───── Page excerpt ─────

- Born: October 9, 1884 Fargo, North Dakota
- Died: 1961

= Frances Andrews (conservationist) =

Frances Elizabeth Andrews (1884-1961) was a conservationist who created Hunt Hill Nature Center in Wisconsin. She was also involved in the creation of the Boundary Waters Canoe Area, as well as other conservation efforts in Minnesota, Wisconsin, and Michigan.

== Biography ==
Frances Elizabeth Andrews was the daughter of wealthy Minneapolis grain merchant Arthur Andrews and Mary Hunt Andrews, whose father was a New York legislator and businessman. Frances's parents were both Oberlin College grads, and were married in 1880. They moved several times, including to Fargo, North Dakota, which was where Frances was born. Arthur established a lumber and hardware business in Fargo and soon began to build grain mills. When Frances was nine, the family moved to Minneapolis where Arthur established a partnership with James Gage. At first, the family lived in an apartment on the elite Park Avenue, and Arthur soon built a large home in the Loring Park area of Minneapolis with hired staff who cleaned, cooked, gardened, and chauffeured the household. Her parents were both active in philanthropy.

During the summers, her family traveled to a rustic cottage on Barnum's Island near Isle Royale where Frances and her brother, William Hunt Andrews, hiked, fished, and gathered wild foods. When Frances was seventeen and William was fourteen, they spent time alone on the island, and William worked as a hunting guide. The family also owned land on Rainy Lake.

───── Provided information ─────

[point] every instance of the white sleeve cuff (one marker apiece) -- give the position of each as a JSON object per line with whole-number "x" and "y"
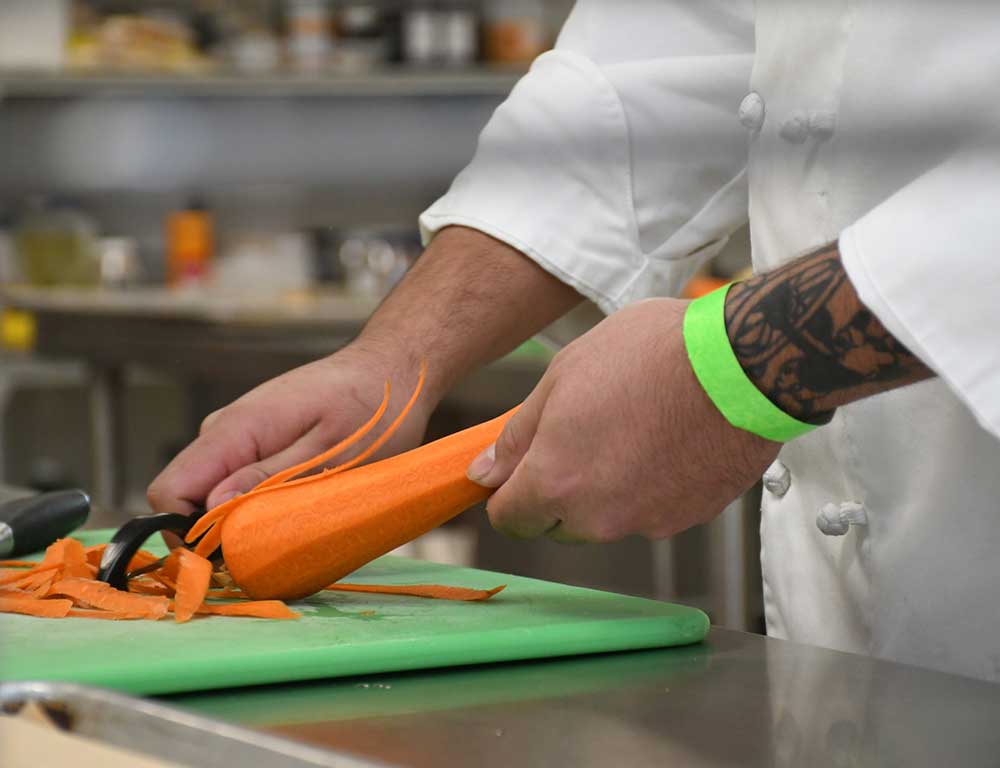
{"x": 927, "y": 263}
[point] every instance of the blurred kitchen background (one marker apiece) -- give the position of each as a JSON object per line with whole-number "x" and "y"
{"x": 198, "y": 195}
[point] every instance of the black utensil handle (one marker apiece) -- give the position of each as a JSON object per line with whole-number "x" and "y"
{"x": 129, "y": 539}
{"x": 34, "y": 523}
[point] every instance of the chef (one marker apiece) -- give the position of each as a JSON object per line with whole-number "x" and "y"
{"x": 858, "y": 371}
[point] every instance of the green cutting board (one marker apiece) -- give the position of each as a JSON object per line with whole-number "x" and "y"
{"x": 343, "y": 634}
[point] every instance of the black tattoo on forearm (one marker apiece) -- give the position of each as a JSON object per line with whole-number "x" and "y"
{"x": 809, "y": 344}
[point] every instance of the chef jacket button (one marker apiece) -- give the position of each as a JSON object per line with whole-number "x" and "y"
{"x": 777, "y": 479}
{"x": 796, "y": 128}
{"x": 822, "y": 125}
{"x": 752, "y": 112}
{"x": 837, "y": 519}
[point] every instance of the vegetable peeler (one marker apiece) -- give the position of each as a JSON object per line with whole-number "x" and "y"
{"x": 31, "y": 524}
{"x": 129, "y": 539}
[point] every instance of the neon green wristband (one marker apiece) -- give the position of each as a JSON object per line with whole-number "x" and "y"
{"x": 722, "y": 377}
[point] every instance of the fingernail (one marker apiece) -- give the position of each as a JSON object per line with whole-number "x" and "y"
{"x": 482, "y": 464}
{"x": 228, "y": 496}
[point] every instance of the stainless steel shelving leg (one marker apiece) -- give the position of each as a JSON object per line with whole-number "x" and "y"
{"x": 107, "y": 409}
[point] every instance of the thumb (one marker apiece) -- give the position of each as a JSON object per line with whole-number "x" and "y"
{"x": 494, "y": 466}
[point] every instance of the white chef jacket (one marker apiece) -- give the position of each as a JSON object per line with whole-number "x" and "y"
{"x": 630, "y": 153}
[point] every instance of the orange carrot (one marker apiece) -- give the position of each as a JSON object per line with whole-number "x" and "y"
{"x": 209, "y": 542}
{"x": 193, "y": 576}
{"x": 32, "y": 606}
{"x": 217, "y": 515}
{"x": 218, "y": 512}
{"x": 435, "y": 591}
{"x": 292, "y": 472}
{"x": 291, "y": 541}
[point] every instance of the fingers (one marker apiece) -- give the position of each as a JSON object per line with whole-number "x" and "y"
{"x": 222, "y": 461}
{"x": 494, "y": 466}
{"x": 518, "y": 510}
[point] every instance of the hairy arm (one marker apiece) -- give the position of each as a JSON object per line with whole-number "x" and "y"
{"x": 809, "y": 344}
{"x": 468, "y": 300}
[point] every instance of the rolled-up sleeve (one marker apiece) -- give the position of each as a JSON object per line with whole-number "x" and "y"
{"x": 618, "y": 163}
{"x": 927, "y": 263}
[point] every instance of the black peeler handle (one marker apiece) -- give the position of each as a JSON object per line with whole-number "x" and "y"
{"x": 31, "y": 524}
{"x": 129, "y": 539}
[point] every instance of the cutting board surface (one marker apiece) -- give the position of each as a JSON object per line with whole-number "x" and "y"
{"x": 343, "y": 634}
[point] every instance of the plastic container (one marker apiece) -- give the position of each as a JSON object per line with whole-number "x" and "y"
{"x": 56, "y": 245}
{"x": 514, "y": 31}
{"x": 190, "y": 245}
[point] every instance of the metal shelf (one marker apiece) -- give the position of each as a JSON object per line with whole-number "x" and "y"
{"x": 481, "y": 81}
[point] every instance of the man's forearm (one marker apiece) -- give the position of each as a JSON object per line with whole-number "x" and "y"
{"x": 809, "y": 344}
{"x": 468, "y": 300}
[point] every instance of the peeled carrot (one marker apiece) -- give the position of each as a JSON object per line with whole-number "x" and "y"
{"x": 435, "y": 591}
{"x": 19, "y": 576}
{"x": 292, "y": 542}
{"x": 290, "y": 539}
{"x": 218, "y": 512}
{"x": 291, "y": 536}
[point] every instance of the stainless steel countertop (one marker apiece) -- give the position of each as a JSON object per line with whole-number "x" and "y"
{"x": 737, "y": 699}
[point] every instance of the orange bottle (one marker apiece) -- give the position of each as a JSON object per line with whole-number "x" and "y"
{"x": 190, "y": 245}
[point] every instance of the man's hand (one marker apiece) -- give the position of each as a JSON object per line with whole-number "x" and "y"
{"x": 468, "y": 300}
{"x": 283, "y": 422}
{"x": 618, "y": 439}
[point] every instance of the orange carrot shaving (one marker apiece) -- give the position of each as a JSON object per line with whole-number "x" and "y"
{"x": 435, "y": 591}
{"x": 209, "y": 542}
{"x": 97, "y": 594}
{"x": 193, "y": 576}
{"x": 226, "y": 594}
{"x": 289, "y": 537}
{"x": 14, "y": 578}
{"x": 371, "y": 449}
{"x": 142, "y": 587}
{"x": 220, "y": 511}
{"x": 260, "y": 609}
{"x": 94, "y": 613}
{"x": 315, "y": 461}
{"x": 31, "y": 606}
{"x": 292, "y": 540}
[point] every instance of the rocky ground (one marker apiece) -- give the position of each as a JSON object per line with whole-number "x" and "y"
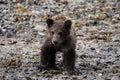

─────

:: Task set ::
1. Answer these questions from the Frances Andrews biography:
(a) In what city was Frances born?
(b) With whom did Arthur Andrews form a partnership in Minneapolis?
(c) Where was the family's summer cottage?
2. Write the next part of the Frances Andrews biography, picking up after its last sentence.
The rows have no connection to the Frances Andrews biography.

:: Answers to each task ::
1.
(a) Fargo, North Dakota
(b) James Gage
(c) On Barnum's Island near Isle Royale

2.
Frances attended Oberlin College in 1904, graduating in 1906.

In 1912, Mary Hunt Andrews died. Frances was 27, and received responsibility for the Andrews' household and social obligations. She developed her own interests to which she would give money to, largely in the arts, and for social issues and conservation. William died several years after Mary, following a long illness. To honor Mary and William's love of the outdoors, Arthur Hunt purchased a large trace to land near Sarona, Wisconsin and named it Hunt Hill in their memory, as Hunt was Mary's family name.

After her father died in 1951, she inherited the Andrews wealth, which she put towards conservation efforts.

Frances Andrews died in 1961. She donated a large sum to the Minneapolis Institute of Arts. Her will also provided funding for the Minnesota Orchestral Association, Planned Parenthood of Minnesota, Quetico Superior Foundation, and international exchange programs at Oberlin College and the University of Minnesota. She donated her families papers to her friend Ernest Oberholtzer, who in turn donated them to the Minnesota Historical Society along with his own works.

== Conservation efforts ==
After her father purchased Hunt Hill, Andrews assumed oversight of the property, with the goal of restoring the farmland and returning the site to a natural state. For thirty-five years, she established wildlife habitat and managed the farm sustainably.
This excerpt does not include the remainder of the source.